┌──

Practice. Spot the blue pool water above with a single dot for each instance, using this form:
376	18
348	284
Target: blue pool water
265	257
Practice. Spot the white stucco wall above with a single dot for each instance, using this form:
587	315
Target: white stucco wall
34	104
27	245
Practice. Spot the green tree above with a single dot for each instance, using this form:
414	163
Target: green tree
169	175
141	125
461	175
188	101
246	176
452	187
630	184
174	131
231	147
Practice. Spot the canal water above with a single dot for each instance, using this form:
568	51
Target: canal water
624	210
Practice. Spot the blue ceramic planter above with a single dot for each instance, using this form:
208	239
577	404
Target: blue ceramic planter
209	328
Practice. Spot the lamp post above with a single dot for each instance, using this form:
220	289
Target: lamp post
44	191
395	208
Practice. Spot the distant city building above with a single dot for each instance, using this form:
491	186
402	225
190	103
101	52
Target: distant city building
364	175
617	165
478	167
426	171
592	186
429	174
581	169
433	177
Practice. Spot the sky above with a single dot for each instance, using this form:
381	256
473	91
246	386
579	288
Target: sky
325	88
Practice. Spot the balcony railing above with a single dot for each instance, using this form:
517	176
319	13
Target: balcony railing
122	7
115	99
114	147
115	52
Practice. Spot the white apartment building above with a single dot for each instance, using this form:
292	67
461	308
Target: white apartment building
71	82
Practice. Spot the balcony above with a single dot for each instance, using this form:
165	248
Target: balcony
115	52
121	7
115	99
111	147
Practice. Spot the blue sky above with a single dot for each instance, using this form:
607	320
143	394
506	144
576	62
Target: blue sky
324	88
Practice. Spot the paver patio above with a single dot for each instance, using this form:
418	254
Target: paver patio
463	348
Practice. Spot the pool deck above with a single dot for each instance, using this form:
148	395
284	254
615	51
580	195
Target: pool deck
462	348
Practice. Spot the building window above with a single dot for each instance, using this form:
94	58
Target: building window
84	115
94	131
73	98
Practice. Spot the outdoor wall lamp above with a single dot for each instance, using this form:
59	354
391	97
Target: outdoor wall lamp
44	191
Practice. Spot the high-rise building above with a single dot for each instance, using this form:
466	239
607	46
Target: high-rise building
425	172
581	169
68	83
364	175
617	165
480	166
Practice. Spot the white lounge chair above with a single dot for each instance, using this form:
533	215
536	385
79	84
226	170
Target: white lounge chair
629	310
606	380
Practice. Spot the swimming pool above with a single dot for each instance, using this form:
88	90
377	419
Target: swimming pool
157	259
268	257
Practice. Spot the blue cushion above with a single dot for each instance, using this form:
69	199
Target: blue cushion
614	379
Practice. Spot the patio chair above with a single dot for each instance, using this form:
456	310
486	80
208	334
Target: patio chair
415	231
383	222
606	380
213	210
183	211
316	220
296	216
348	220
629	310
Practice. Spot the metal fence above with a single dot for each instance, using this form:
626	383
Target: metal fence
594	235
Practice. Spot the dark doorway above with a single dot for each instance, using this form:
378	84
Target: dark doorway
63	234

└──

Your goal:
Copy every line of the entries from the line containing "Practice. Spot the metal" through the end of the entries, and shift each answer coordinate up by 77. Leave all other numbers unchanged.

Task output:
Practice. Spot the metal fence above with a single dot for each instance, using this form:
626	383
Target: metal fence
671	312
Practice. Spot the dark doorway above with a single dot for each instance, using this form:
378	84
Target: dark doorway
140	311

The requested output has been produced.